Description of the task: How many lines in the data below contain the string "blue"? Reply with the number only.

Dataset items:
● ● ●
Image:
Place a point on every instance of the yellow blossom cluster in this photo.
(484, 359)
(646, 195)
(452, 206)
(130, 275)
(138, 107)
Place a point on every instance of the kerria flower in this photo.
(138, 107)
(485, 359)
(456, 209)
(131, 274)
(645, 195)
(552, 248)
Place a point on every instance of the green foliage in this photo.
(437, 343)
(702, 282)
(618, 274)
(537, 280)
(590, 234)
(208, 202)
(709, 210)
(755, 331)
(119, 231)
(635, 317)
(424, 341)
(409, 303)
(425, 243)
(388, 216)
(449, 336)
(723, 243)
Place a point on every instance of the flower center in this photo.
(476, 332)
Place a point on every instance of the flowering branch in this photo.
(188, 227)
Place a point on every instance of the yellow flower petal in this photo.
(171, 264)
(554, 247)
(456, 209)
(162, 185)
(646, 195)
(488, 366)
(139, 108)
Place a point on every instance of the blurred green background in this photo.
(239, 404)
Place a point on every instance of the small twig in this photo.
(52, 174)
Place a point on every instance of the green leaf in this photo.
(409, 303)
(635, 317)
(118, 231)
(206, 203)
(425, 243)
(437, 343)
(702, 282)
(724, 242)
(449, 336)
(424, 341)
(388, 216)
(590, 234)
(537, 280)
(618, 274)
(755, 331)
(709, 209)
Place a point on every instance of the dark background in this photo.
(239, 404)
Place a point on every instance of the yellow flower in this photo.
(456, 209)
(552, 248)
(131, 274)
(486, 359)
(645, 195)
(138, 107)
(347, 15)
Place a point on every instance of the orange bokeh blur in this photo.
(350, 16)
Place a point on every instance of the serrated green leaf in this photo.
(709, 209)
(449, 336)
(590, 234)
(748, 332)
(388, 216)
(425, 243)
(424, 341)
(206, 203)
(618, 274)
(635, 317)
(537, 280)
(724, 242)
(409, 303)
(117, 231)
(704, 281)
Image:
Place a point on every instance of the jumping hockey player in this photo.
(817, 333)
● ● ●
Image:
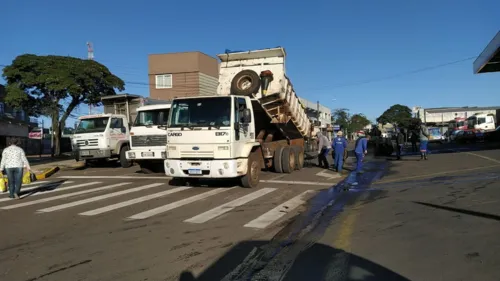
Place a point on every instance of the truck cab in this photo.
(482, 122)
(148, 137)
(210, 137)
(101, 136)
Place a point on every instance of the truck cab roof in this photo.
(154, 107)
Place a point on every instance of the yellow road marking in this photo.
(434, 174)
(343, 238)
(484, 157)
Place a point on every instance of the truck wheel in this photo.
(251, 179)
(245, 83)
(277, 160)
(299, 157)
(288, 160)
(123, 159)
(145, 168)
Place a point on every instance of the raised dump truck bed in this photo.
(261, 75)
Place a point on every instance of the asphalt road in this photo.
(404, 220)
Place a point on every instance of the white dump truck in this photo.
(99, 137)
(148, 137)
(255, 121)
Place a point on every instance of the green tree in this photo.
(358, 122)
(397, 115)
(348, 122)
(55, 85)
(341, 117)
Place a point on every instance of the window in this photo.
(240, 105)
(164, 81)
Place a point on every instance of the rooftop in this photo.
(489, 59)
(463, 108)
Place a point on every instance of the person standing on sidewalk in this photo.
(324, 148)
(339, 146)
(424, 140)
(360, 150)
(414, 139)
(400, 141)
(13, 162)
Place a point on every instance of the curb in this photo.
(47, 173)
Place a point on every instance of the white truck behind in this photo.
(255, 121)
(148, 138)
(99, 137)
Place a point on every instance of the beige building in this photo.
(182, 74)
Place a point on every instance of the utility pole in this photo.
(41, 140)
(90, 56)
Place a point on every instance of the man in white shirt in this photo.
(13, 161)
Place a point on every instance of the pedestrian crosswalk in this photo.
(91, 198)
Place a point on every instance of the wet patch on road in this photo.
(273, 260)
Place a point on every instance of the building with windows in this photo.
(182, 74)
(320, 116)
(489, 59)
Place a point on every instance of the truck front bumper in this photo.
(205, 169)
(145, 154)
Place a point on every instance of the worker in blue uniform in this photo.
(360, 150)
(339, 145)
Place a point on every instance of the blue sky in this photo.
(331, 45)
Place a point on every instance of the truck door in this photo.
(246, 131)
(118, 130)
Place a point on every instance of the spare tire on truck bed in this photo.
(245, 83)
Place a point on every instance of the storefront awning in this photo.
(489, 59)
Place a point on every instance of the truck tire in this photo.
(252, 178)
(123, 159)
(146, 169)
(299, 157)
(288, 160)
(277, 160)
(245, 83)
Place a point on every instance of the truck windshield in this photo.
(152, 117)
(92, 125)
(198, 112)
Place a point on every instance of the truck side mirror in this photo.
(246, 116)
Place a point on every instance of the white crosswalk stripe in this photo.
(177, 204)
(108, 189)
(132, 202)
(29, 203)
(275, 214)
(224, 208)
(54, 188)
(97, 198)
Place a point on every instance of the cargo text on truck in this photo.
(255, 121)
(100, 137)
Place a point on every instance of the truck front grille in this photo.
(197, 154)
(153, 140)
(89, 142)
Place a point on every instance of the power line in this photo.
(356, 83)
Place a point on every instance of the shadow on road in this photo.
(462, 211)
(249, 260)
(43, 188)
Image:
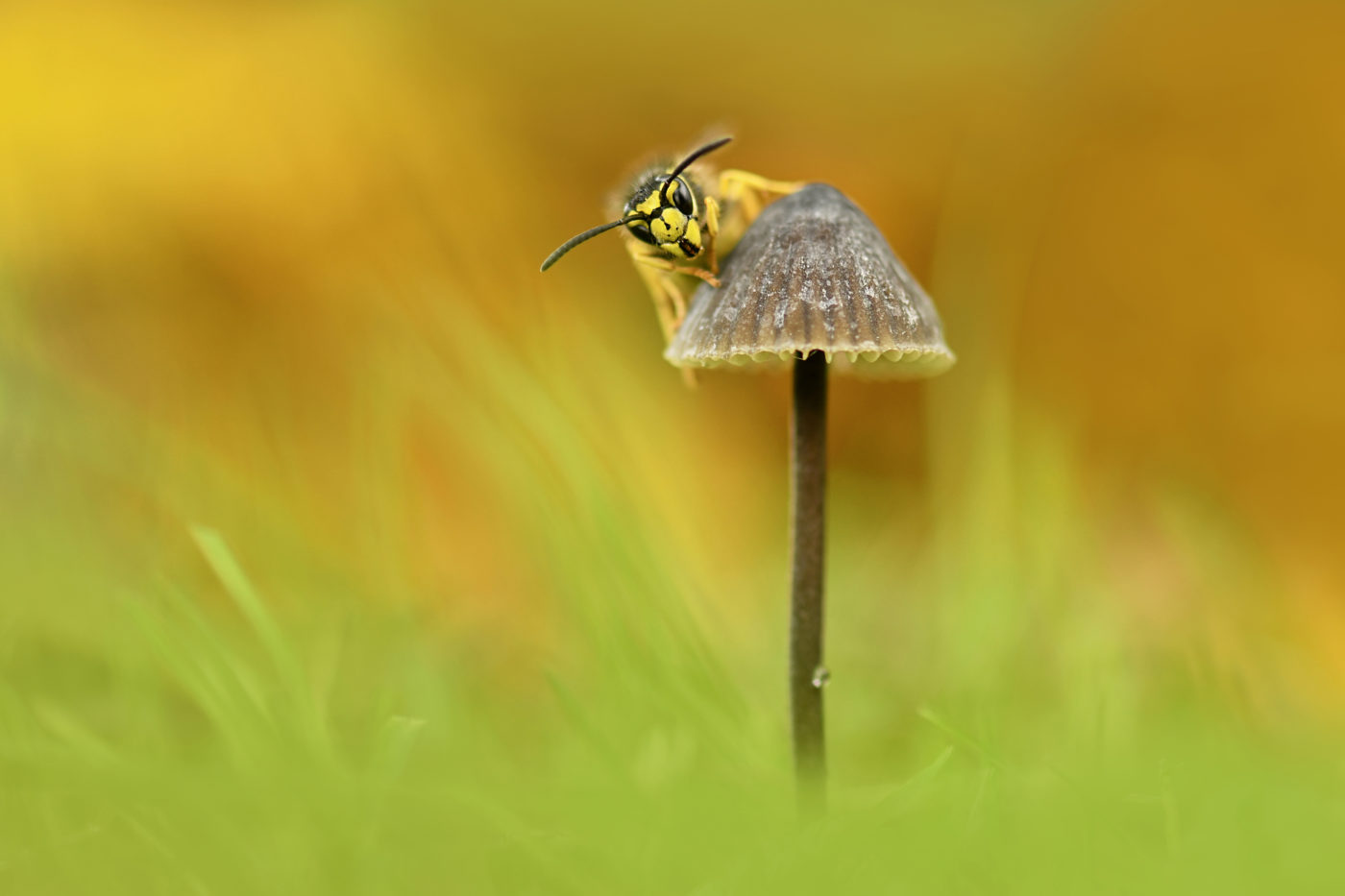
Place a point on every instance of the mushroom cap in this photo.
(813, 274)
● ● ●
In response: 2